[Segmentation mask data]
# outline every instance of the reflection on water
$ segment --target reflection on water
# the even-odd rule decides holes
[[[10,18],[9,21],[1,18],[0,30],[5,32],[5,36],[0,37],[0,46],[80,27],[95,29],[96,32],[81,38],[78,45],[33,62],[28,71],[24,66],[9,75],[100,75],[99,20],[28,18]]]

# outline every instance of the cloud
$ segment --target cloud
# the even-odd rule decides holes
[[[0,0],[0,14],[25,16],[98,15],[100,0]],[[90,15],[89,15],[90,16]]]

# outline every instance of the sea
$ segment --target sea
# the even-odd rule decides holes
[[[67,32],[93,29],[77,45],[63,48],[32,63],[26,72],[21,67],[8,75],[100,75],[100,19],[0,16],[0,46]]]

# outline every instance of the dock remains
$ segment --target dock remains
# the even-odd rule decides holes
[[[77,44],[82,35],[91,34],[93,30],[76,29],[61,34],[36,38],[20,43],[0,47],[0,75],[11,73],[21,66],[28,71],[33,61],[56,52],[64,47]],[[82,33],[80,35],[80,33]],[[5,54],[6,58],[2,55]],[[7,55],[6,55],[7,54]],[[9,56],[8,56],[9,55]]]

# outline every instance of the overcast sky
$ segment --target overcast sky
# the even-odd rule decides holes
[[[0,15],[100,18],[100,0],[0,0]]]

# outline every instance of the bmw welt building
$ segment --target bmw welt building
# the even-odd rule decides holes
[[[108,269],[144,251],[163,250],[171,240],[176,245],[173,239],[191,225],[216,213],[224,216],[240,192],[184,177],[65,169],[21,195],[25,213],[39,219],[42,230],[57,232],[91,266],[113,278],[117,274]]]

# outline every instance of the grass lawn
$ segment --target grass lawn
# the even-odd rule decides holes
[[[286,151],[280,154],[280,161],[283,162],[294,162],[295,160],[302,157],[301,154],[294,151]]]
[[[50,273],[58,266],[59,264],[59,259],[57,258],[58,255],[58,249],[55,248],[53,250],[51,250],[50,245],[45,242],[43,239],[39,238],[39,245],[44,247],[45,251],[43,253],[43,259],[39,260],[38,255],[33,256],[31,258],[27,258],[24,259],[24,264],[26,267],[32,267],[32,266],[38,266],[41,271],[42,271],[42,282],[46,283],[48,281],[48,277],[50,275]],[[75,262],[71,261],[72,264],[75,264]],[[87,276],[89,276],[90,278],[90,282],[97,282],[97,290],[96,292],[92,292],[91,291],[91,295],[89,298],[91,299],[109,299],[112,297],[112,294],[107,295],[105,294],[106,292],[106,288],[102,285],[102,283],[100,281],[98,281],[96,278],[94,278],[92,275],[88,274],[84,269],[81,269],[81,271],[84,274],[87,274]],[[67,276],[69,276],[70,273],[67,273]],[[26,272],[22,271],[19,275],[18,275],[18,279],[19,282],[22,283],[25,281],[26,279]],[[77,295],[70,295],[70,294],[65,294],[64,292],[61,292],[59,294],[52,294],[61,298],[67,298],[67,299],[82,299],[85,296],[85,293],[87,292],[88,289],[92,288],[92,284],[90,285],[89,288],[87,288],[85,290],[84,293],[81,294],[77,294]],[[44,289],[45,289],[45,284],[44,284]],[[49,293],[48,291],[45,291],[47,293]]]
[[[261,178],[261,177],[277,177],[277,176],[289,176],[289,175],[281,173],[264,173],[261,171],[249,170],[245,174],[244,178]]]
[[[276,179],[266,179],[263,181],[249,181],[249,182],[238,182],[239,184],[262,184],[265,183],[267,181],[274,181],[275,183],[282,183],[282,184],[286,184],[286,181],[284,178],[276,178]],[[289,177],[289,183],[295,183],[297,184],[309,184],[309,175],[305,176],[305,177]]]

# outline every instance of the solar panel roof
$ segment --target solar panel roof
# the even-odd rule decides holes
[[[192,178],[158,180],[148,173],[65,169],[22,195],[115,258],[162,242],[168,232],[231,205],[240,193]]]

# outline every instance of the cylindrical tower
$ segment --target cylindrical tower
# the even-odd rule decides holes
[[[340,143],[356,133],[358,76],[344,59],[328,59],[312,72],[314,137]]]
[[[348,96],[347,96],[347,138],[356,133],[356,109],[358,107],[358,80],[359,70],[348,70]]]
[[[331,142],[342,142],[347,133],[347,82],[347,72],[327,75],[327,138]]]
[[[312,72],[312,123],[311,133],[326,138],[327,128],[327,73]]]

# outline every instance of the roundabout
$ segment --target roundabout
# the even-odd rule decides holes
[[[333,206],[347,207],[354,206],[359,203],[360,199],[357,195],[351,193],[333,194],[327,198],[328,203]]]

*Work order*:
Reproduce exactly the lines from the beginning of the entries above up to and including the line that contains "--target grass lawn".

*Your solution*:
# outline every instance of the reflection on water
$ segment --target reflection on water
# the even-odd rule decides holes
[[[10,18],[9,21],[1,18],[0,30],[5,32],[5,36],[0,37],[0,46],[80,27],[95,29],[96,32],[81,38],[78,45],[33,62],[28,71],[24,66],[9,75],[100,75],[99,20],[28,18]]]

# outline every instance of the cloud
$ segment --target cloud
# the even-odd rule decides holes
[[[0,0],[0,14],[25,16],[98,15],[100,0]],[[90,15],[89,15],[90,16]]]

# outline every instance of the sea
$ segment --target sea
# the even-odd rule decides holes
[[[67,32],[93,29],[77,45],[63,48],[32,63],[26,72],[21,67],[8,75],[100,75],[100,19],[0,16],[0,46]]]

# outline every instance of the dock remains
$ segment --target dock remains
# the even-odd rule decides holes
[[[77,44],[82,35],[91,34],[93,30],[76,29],[61,34],[36,38],[20,43],[0,47],[0,75],[11,73],[21,66],[28,71],[33,61],[56,52],[64,47]],[[82,33],[80,35],[80,33]],[[5,54],[6,58],[2,55]],[[7,55],[6,55],[7,54]],[[9,56],[8,56],[9,55]]]

# outline every instance of the overcast sky
$ segment --target overcast sky
# the even-odd rule decides holes
[[[0,15],[100,18],[100,0],[0,0]]]

# outline every instance of the bmw welt building
$ segment --target bmw welt building
# the even-odd rule decides holes
[[[108,269],[144,251],[163,250],[171,240],[176,245],[173,239],[191,225],[216,213],[224,216],[240,192],[184,177],[65,169],[21,195],[25,213],[39,219],[42,230],[57,232],[91,266],[113,278],[117,274]]]

# outline every instance of the grass lawn
$ segment --target grass lawn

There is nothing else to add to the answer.